Point localization data:
....................
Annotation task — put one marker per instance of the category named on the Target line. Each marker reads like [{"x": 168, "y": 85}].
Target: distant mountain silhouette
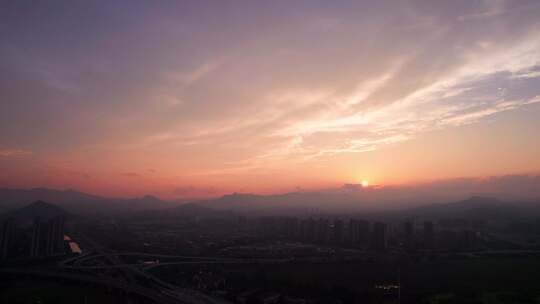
[
  {"x": 188, "y": 210},
  {"x": 479, "y": 208},
  {"x": 77, "y": 202}
]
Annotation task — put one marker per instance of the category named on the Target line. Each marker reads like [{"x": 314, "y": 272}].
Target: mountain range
[{"x": 292, "y": 204}]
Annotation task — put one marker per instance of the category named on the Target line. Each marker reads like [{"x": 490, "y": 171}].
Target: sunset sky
[{"x": 196, "y": 98}]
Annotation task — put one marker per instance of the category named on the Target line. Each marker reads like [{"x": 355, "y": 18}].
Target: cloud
[
  {"x": 131, "y": 174},
  {"x": 16, "y": 153},
  {"x": 195, "y": 191}
]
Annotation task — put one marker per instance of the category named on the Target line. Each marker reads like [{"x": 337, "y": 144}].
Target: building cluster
[
  {"x": 357, "y": 233},
  {"x": 45, "y": 238}
]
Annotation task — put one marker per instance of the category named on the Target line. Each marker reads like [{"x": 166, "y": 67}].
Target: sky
[{"x": 202, "y": 98}]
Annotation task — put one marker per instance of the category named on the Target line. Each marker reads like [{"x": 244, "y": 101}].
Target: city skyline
[{"x": 200, "y": 99}]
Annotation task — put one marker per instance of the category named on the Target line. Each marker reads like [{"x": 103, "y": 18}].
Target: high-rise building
[
  {"x": 429, "y": 235},
  {"x": 338, "y": 229},
  {"x": 36, "y": 238},
  {"x": 380, "y": 237},
  {"x": 47, "y": 237},
  {"x": 409, "y": 235},
  {"x": 322, "y": 230},
  {"x": 363, "y": 233},
  {"x": 7, "y": 235}
]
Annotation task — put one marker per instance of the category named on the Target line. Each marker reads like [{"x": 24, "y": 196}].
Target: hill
[{"x": 77, "y": 202}]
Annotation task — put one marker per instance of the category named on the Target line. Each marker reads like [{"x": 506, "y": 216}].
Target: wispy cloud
[{"x": 15, "y": 153}]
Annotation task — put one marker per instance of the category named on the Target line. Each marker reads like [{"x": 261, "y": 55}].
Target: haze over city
[
  {"x": 270, "y": 152},
  {"x": 195, "y": 99}
]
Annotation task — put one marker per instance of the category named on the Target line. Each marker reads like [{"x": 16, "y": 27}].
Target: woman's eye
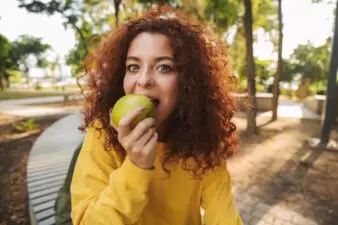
[
  {"x": 164, "y": 68},
  {"x": 133, "y": 68}
]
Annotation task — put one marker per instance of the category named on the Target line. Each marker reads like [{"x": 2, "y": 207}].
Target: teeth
[{"x": 155, "y": 102}]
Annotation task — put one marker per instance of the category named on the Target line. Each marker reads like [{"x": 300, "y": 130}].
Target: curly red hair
[{"x": 201, "y": 127}]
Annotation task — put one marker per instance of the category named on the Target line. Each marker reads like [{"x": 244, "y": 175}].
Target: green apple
[{"x": 129, "y": 103}]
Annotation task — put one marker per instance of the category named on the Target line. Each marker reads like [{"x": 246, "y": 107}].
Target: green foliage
[
  {"x": 38, "y": 86},
  {"x": 24, "y": 126},
  {"x": 312, "y": 62}
]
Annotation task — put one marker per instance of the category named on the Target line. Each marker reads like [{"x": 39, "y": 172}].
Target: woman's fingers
[
  {"x": 150, "y": 146},
  {"x": 141, "y": 128},
  {"x": 124, "y": 126},
  {"x": 145, "y": 137}
]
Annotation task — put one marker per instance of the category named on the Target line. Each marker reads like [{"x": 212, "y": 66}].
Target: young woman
[{"x": 167, "y": 168}]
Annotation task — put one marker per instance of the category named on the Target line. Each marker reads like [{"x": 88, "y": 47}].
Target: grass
[{"x": 11, "y": 94}]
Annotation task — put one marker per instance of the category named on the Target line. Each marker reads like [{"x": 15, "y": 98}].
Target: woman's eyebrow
[
  {"x": 158, "y": 59},
  {"x": 134, "y": 58}
]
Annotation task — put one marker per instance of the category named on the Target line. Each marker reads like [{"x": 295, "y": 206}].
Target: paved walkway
[
  {"x": 255, "y": 212},
  {"x": 23, "y": 107},
  {"x": 289, "y": 109}
]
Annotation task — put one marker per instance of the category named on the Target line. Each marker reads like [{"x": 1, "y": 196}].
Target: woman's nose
[{"x": 145, "y": 79}]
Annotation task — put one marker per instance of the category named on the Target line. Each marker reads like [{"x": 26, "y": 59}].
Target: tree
[
  {"x": 5, "y": 49},
  {"x": 311, "y": 61},
  {"x": 279, "y": 63},
  {"x": 25, "y": 47},
  {"x": 331, "y": 85},
  {"x": 251, "y": 112}
]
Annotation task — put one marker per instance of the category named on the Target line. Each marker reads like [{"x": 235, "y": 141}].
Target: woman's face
[{"x": 151, "y": 71}]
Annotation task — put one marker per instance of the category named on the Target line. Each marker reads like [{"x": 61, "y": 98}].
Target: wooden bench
[{"x": 47, "y": 167}]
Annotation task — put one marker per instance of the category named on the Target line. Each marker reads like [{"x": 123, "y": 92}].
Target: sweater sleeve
[
  {"x": 102, "y": 192},
  {"x": 217, "y": 198}
]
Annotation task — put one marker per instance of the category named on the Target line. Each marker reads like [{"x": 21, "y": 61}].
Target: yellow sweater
[{"x": 105, "y": 190}]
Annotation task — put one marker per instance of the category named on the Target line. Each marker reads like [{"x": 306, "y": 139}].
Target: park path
[
  {"x": 21, "y": 107},
  {"x": 25, "y": 107}
]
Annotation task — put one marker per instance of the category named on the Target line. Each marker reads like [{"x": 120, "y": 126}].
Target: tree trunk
[
  {"x": 279, "y": 64},
  {"x": 1, "y": 84},
  {"x": 251, "y": 112},
  {"x": 27, "y": 76},
  {"x": 7, "y": 79},
  {"x": 331, "y": 85},
  {"x": 117, "y": 11}
]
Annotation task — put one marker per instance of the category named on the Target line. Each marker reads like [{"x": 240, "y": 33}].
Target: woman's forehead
[{"x": 150, "y": 44}]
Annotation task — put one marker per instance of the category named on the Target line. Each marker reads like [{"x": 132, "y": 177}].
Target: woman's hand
[{"x": 139, "y": 142}]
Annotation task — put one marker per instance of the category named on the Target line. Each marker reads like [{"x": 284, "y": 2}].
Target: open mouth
[{"x": 155, "y": 102}]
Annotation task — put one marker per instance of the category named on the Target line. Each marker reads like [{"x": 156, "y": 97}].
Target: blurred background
[{"x": 284, "y": 54}]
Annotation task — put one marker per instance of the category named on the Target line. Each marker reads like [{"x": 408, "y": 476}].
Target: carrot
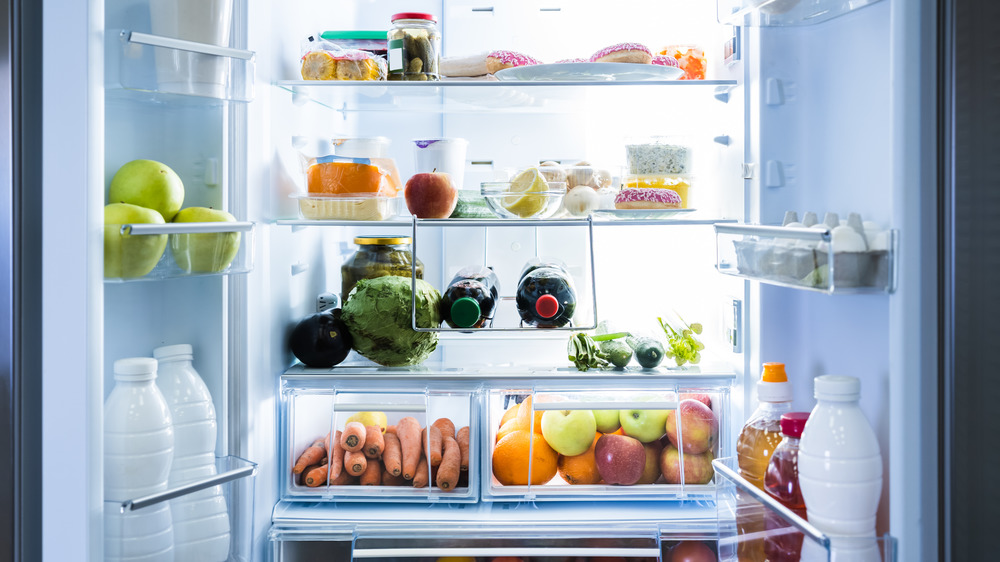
....................
All the lines above are to be reproduced exactly, except the pictures.

Annotation task — put one marker per instance of the category named on the Target line. Each marker reads like [{"x": 168, "y": 85}].
Target: distant mountain silhouette
[
  {"x": 188, "y": 210},
  {"x": 479, "y": 208},
  {"x": 77, "y": 202}
]
Annotation task — put one marker per instance of the category named on the Target line. Each marker reads like [{"x": 314, "y": 272}].
Target: mountain range
[{"x": 292, "y": 204}]
Annotation task — put one marker per instance of the category named on the Target line. Each marker reads like [{"x": 490, "y": 171}].
Target: sunset sky
[{"x": 196, "y": 98}]
Annotation task — put one marker per instance of the category named on the Target line. Each marker reads like [{"x": 355, "y": 18}].
Target: cloud
[
  {"x": 131, "y": 174},
  {"x": 16, "y": 153},
  {"x": 195, "y": 191}
]
Annotation task — put one marker per instance of the category named on the Target line. Each marker reads like [{"x": 337, "y": 144}].
Target: building cluster
[
  {"x": 357, "y": 233},
  {"x": 45, "y": 238}
]
Annotation task — put one marker per instance of the category named on the Target line. Each marker reads like [{"x": 166, "y": 67}].
Target: sky
[{"x": 202, "y": 98}]
Annotation task — put one marker per instance of the category named on the Target line. Each marker reads like [{"x": 244, "y": 101}].
Target: city skyline
[{"x": 200, "y": 99}]
Annotation task — put one marker per instance of the category named on the Target line. Each marker reads like [{"x": 103, "y": 18}].
Target: high-rise building
[
  {"x": 429, "y": 235},
  {"x": 338, "y": 229},
  {"x": 36, "y": 238},
  {"x": 380, "y": 237},
  {"x": 47, "y": 237},
  {"x": 409, "y": 235},
  {"x": 322, "y": 230},
  {"x": 363, "y": 233},
  {"x": 7, "y": 235}
]
Annotation task — put one marker per instance of the category named on the Target line. Each marker reads like [{"x": 24, "y": 196}].
Target: hill
[{"x": 77, "y": 202}]
Annotation task — put one marker per instance of the category named on the Target line. Each marker reads like [{"x": 506, "y": 216}].
Target: wispy cloud
[{"x": 15, "y": 153}]
Annotation task — put one marker per instance of the category named on the Target line. Each marker reads like [{"x": 261, "y": 55}].
Target: haze over city
[
  {"x": 270, "y": 152},
  {"x": 195, "y": 99}
]
Annotation task — put one marker per instance of the category named on the Target line. Each marker reads like [{"x": 16, "y": 27}].
Target: woman's eye
[
  {"x": 164, "y": 68},
  {"x": 133, "y": 68}
]
Annotation task — put one marker per instance of the category named on the Target line. Each marker reads like [{"x": 2, "y": 207}].
Target: teeth
[{"x": 155, "y": 102}]
Annotation task — put one marker per instance of the category named on the Target line. Each marker reads like [{"x": 300, "y": 130}].
Target: curly red hair
[{"x": 201, "y": 127}]
Annotation task — put one marker per instance of the category named on the Target line. Each marker reads like [{"x": 244, "y": 175}].
Target: green apple
[{"x": 129, "y": 103}]
Annotation task — put one marker per instance of the category named on the Target line. Each marker reads like [{"x": 246, "y": 107}].
Target: green foliage
[
  {"x": 38, "y": 86},
  {"x": 24, "y": 126},
  {"x": 312, "y": 62}
]
Annotation task — put one marker per instance of the category named on the Target line. Each marker reads like [{"x": 39, "y": 172}].
Target: woman's fingers
[
  {"x": 150, "y": 146},
  {"x": 141, "y": 128},
  {"x": 124, "y": 126},
  {"x": 145, "y": 137}
]
Annotation task — put one marker per instance of the category named on the Target line. Each marker reads like [{"x": 212, "y": 66}].
Target: young woman
[{"x": 167, "y": 168}]
Annotation task — put one marker per instance of the category named on the Target line. Each marker reads like [{"x": 88, "y": 47}].
Target: grass
[{"x": 11, "y": 94}]
Annotation task — put one marker per instance of the category named on the Target line. Each marker reads like [{"x": 15, "y": 98}].
Target: woman's eyebrow
[
  {"x": 158, "y": 59},
  {"x": 134, "y": 58}
]
Annotation task — put one marker per instance of the category named on the Target line. Each marker reads like [{"x": 295, "y": 206}].
Target: paved walkway
[
  {"x": 255, "y": 212},
  {"x": 23, "y": 107},
  {"x": 289, "y": 109}
]
Annotation task — put one marker per instance of the category named on the Target line. Each marker reads like [{"x": 1, "y": 196}].
Target: woman's nose
[{"x": 145, "y": 79}]
Annotation task — put one marker per instance of the category named on the Target line. Each marker reads like [{"x": 26, "y": 59}].
Target: tree
[
  {"x": 5, "y": 49},
  {"x": 311, "y": 61},
  {"x": 279, "y": 63},
  {"x": 25, "y": 47},
  {"x": 331, "y": 85},
  {"x": 251, "y": 112}
]
Annotation task — put one marker per instance of the category named on the Target line. Each marker reads like [{"x": 235, "y": 141}].
Target: woman's face
[{"x": 151, "y": 71}]
Annotation task — put one marker per instance of the category named on the Target line. Each marker reads like [{"x": 61, "y": 98}].
Target: wooden bench
[{"x": 47, "y": 167}]
Annotation task — put one marker per instance of the category named on the Target line. Each marker reads like [{"x": 123, "y": 92}].
Target: sweater sleeve
[
  {"x": 102, "y": 192},
  {"x": 217, "y": 198}
]
Annotation task — put one marker per instance of the category named on the Target line. Each marker reads like [{"x": 21, "y": 61}].
Target: yellow sweater
[{"x": 105, "y": 190}]
Annotation task — put one marker per instance of the category named on the Target line. Each marker reads like [{"x": 306, "y": 139}].
Target: park path
[
  {"x": 21, "y": 107},
  {"x": 25, "y": 107}
]
Annotation task — put one marker per instance of the category named on the Target line. Each marker reads like [{"x": 120, "y": 126}].
Target: tree trunk
[
  {"x": 279, "y": 64},
  {"x": 1, "y": 84},
  {"x": 251, "y": 112},
  {"x": 27, "y": 76},
  {"x": 7, "y": 79},
  {"x": 331, "y": 85},
  {"x": 117, "y": 11}
]
Annotation task — put one marker per instance of the category named on the Target line. Each marker reads like [{"x": 240, "y": 33}].
Target: woman's forehead
[{"x": 150, "y": 44}]
Annotation task — put one marker per instance of the category named on the Target line. Each marker reads like [{"x": 132, "y": 177}].
Target: woman's hand
[{"x": 139, "y": 142}]
Annotation task — put one marker per instance of the category named on the Target line. Each marker reads like [{"x": 284, "y": 2}].
Target: open mouth
[{"x": 155, "y": 102}]
Annotation task — put one marker per instance of the category named on the Target line. Each marker reads like [{"x": 156, "y": 97}].
Target: blurred background
[{"x": 284, "y": 54}]
Annotation task — put one marker per instance of the category named on the Target line. Each marker reads like [{"x": 408, "y": 476}].
Target: carrot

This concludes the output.